Work instruction | Make an exact copy of all the records that follow, apart from the pictures.

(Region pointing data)
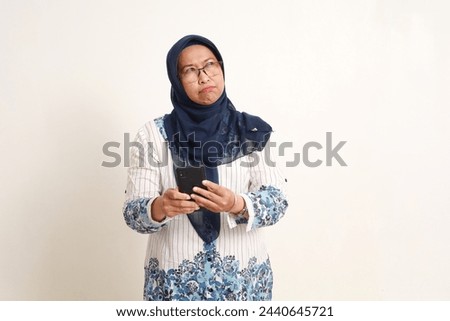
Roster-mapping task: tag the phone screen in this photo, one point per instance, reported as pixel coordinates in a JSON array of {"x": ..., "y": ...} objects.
[{"x": 188, "y": 177}]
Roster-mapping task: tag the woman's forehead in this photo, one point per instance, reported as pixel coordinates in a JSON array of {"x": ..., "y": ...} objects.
[{"x": 195, "y": 54}]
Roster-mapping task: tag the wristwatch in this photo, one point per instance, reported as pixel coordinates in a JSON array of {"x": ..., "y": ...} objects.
[{"x": 243, "y": 211}]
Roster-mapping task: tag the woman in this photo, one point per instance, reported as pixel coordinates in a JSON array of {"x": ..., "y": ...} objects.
[{"x": 207, "y": 245}]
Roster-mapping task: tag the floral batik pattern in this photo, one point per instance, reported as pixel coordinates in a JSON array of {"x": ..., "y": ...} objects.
[
  {"x": 269, "y": 206},
  {"x": 209, "y": 277},
  {"x": 136, "y": 216}
]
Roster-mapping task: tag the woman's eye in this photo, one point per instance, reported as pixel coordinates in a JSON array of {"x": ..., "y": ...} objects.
[{"x": 189, "y": 70}]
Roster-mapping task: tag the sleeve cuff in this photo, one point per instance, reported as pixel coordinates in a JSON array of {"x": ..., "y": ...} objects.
[{"x": 149, "y": 211}]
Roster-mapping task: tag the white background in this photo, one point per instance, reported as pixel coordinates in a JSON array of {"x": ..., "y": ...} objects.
[{"x": 75, "y": 75}]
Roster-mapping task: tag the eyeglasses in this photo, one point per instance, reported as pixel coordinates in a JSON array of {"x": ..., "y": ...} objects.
[{"x": 191, "y": 74}]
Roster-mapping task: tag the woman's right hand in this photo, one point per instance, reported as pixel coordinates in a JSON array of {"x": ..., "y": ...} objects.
[{"x": 172, "y": 203}]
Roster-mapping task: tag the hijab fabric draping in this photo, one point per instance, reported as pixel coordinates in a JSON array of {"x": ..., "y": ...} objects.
[{"x": 208, "y": 136}]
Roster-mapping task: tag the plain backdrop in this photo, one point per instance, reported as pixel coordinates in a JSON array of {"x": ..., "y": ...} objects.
[{"x": 75, "y": 75}]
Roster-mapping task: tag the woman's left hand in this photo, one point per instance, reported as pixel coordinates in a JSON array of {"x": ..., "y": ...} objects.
[{"x": 215, "y": 198}]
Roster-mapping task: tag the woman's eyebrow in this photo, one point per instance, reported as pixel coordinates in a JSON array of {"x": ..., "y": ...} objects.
[{"x": 204, "y": 61}]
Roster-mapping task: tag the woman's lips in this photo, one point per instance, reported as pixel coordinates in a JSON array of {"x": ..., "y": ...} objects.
[{"x": 207, "y": 89}]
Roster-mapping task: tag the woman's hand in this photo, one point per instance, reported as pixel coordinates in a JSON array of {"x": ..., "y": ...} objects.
[
  {"x": 172, "y": 203},
  {"x": 217, "y": 198}
]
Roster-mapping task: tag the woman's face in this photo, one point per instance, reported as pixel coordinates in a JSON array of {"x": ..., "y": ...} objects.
[{"x": 209, "y": 85}]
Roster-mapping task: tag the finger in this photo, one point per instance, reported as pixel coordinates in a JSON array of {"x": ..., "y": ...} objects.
[
  {"x": 177, "y": 195},
  {"x": 211, "y": 186},
  {"x": 205, "y": 203},
  {"x": 204, "y": 193}
]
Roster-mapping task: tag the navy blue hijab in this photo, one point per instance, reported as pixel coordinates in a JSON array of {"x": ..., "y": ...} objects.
[{"x": 210, "y": 135}]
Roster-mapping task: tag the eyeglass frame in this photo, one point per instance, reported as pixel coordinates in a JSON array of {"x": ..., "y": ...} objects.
[{"x": 199, "y": 70}]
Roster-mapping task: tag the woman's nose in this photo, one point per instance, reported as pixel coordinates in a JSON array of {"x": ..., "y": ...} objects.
[{"x": 203, "y": 77}]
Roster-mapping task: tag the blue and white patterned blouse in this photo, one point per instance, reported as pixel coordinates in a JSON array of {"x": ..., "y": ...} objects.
[{"x": 178, "y": 264}]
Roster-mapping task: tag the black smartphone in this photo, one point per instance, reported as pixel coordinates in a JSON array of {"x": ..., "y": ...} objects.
[{"x": 188, "y": 177}]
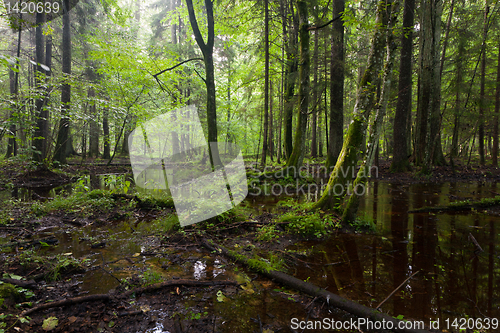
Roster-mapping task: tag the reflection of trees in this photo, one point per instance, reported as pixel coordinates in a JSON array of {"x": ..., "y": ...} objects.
[{"x": 399, "y": 231}]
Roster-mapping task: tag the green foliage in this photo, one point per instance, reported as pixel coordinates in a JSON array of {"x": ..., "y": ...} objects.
[
  {"x": 364, "y": 224},
  {"x": 150, "y": 277},
  {"x": 309, "y": 223},
  {"x": 268, "y": 233}
]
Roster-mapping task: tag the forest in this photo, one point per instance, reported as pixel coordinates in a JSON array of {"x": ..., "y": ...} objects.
[{"x": 256, "y": 165}]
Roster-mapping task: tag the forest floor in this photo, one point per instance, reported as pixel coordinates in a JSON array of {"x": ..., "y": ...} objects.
[{"x": 56, "y": 277}]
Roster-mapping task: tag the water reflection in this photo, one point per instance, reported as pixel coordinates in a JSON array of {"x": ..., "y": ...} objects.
[{"x": 452, "y": 281}]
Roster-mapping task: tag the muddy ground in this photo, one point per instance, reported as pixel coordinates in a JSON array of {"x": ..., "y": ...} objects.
[{"x": 181, "y": 308}]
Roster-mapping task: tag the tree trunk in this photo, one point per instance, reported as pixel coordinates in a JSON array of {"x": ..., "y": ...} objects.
[
  {"x": 14, "y": 90},
  {"x": 266, "y": 83},
  {"x": 494, "y": 151},
  {"x": 351, "y": 208},
  {"x": 456, "y": 121},
  {"x": 365, "y": 96},
  {"x": 403, "y": 108},
  {"x": 41, "y": 130},
  {"x": 63, "y": 133},
  {"x": 428, "y": 111},
  {"x": 482, "y": 102},
  {"x": 297, "y": 156},
  {"x": 207, "y": 49},
  {"x": 337, "y": 77}
]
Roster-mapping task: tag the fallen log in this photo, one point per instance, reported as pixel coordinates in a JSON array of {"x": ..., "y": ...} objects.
[
  {"x": 65, "y": 302},
  {"x": 137, "y": 291},
  {"x": 315, "y": 291},
  {"x": 179, "y": 282},
  {"x": 460, "y": 206}
]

Output below |
Roster-mapping task: tag the phone screen in this photo, one point per instance, reported as pixel coordinates in a JSON array of {"x": ..., "y": ...} objects.
[{"x": 188, "y": 177}]
Roster-mapping task: tag the woman's forehead in this photo, one point per instance, reported as pixel coordinates in a JSON array of {"x": ..., "y": ...} objects.
[{"x": 195, "y": 54}]
Roster-mapping task: tag the wristwatch in this photo, one point per instance, reported as pixel coordinates in a JSON array of {"x": ..., "y": ...} objects.
[{"x": 243, "y": 211}]
Roster-mapping task: tag the woman in this photo, one point per instance, reported as pixel coordinates in a JSON array of {"x": ..., "y": ...} objects.
[{"x": 207, "y": 245}]
Roster-mapping task: tag the floral batik pattern in this photo, one point per instance, reported as pixel coordinates in a JSON array of {"x": ..., "y": ...} objects.
[
  {"x": 269, "y": 206},
  {"x": 209, "y": 277},
  {"x": 136, "y": 216}
]
Roster-mapping task: tag the woman's eye in this photo, one point per instance, reported as pixel coordinates in a JSON array of {"x": ..., "y": ...} objects.
[{"x": 189, "y": 70}]
Roster-mapping task: tag the sleeve cuff in this photo, one point per instance, reported as pixel coordinates in a JSON array of {"x": ..., "y": ...} objects.
[{"x": 149, "y": 211}]
Roster-mapping task: tag the white background in this photo, one point per instance, reported as pixel coordinates in a JSON array of {"x": ..., "y": ...} objects.
[{"x": 75, "y": 75}]
Roster-mapping task: tag the eyeglasses in this photo, one point per instance, reported as pixel coordinates in a JSON array of {"x": ..., "y": ...} objects.
[{"x": 191, "y": 74}]
Roster-mapping task: tag the woman's right hand in this photo, one point per instance, reported as pixel coordinates in a JSON array of {"x": ..., "y": ...} objects.
[{"x": 172, "y": 203}]
Roster-mapping task: tag the hijab fabric draping in this photo, one point per instance, reported as pixel coordinates in a JSON array of {"x": ..., "y": ...} objects.
[{"x": 208, "y": 136}]
Roster-mapping task: tag the plain backdrop in this photo, one point per instance, reported as pixel coordinates in a JSON array of {"x": ..., "y": ...} objects.
[{"x": 75, "y": 75}]
Roster-mapping task: tag the woman's left hand in this photo, one point per instance, reported as pixel coordinates in a JSON array of {"x": ..., "y": ...} objects.
[{"x": 215, "y": 198}]
Roster-mapping task: tag the woman's eyebrow in this photo, one point per instance, reported as pixel coordinates in a JSON array of {"x": ..., "y": ...} objects.
[{"x": 204, "y": 61}]
Roster-mapping task: tag the woman's lips in this photo, one point per instance, reported as pixel coordinates in a JSON array of {"x": ..., "y": ...} objects.
[{"x": 207, "y": 89}]
Roster-mapping task: tag the woman's hand in this photo, one point per instance, reported as pixel coordinates in a JSON array of {"x": ..., "y": ...} objects.
[
  {"x": 172, "y": 203},
  {"x": 217, "y": 198}
]
Roster-mapping task: tag the woman's face in this photo, one point per instance, reported as pixel coordinates in a JSON array of {"x": ..., "y": ...} objects.
[{"x": 209, "y": 85}]
Roster-mapping task: tag the finger in this photo, one point per instance, reported as pixel coordinates in a JSON array of {"x": ..., "y": ...} objects.
[
  {"x": 177, "y": 195},
  {"x": 211, "y": 186},
  {"x": 205, "y": 203},
  {"x": 204, "y": 193}
]
Roster-mapping task: tag the navy blue hijab in this photo, one point per instance, reported as pixel coordinates in a JSON array of {"x": ..., "y": ...} objects.
[{"x": 210, "y": 135}]
Roster-mapping task: tag the eyeglass frame in this photo, one point per instance, reported as pixel coordinates in a JSON array of {"x": ..., "y": ...} objects.
[{"x": 199, "y": 70}]
Roster-mapping task: tag the woman's nose in this photo, one point per instance, reported as pixel coordinates in a JSON array of {"x": ..., "y": ...} objects.
[{"x": 203, "y": 77}]
Roster-mapping task: tag the blue and white patterned blouse in this photo, one point per instance, reported as pixel coordinates in a JSON array of {"x": ..., "y": ...} objects.
[{"x": 178, "y": 264}]
Roster-mapping task: tag the black smartphone in this photo, one point per instance, reported as pixel coordinates in a JSON array of {"x": ..., "y": ...} objects.
[{"x": 188, "y": 177}]
Roster-mapping task: tag the reflection of trees in this photo, one point per instance, reported as pixel coordinates in a JSON array of {"x": ..., "y": ...} objects.
[{"x": 399, "y": 231}]
Roster-mapping task: tag the green foliage in this photo, one point per instance, reported as pixel coordinates in a JSON array of {"x": ..., "y": ...} objects.
[
  {"x": 364, "y": 224},
  {"x": 150, "y": 277},
  {"x": 309, "y": 223},
  {"x": 268, "y": 233}
]
Roster-mapping task: tag the forest in this photo, one point per instance, reported as pixel coordinates in a JSON array of {"x": ..., "y": ...} objects.
[{"x": 256, "y": 165}]
Roster-mapping task: tag the forest floor in this photo, one point per instance, reported as pixel coordinates in a JSON array of {"x": ..., "y": ...} objects.
[{"x": 56, "y": 277}]
Roster-mapping task: tag the water reflection in this photo, one point per instance, reported as pixel coordinates in a JSON array of {"x": ..., "y": ...} objects.
[{"x": 452, "y": 281}]
Roster-mapping task: tag the muddy ground in this photo, one point per instance, reported as pixel coordinates in a JSON array of {"x": ..., "y": ...} objects.
[{"x": 181, "y": 308}]
Roster-mapping task: tag the tree trunk in this photo, one point per instance, reported as pixel coordinates in a JSON array of {"x": ..., "y": ...} objects.
[
  {"x": 14, "y": 90},
  {"x": 266, "y": 83},
  {"x": 494, "y": 151},
  {"x": 351, "y": 208},
  {"x": 456, "y": 121},
  {"x": 365, "y": 96},
  {"x": 403, "y": 108},
  {"x": 41, "y": 130},
  {"x": 63, "y": 133},
  {"x": 428, "y": 111},
  {"x": 482, "y": 102},
  {"x": 297, "y": 156},
  {"x": 207, "y": 49},
  {"x": 337, "y": 77}
]
Roster-mapping task: tag the fallen log in this photo, one point per instance, reported as pixel coordinates in a JSON array of {"x": ..., "y": ...} objects.
[
  {"x": 65, "y": 302},
  {"x": 137, "y": 291},
  {"x": 315, "y": 291},
  {"x": 179, "y": 282},
  {"x": 460, "y": 206}
]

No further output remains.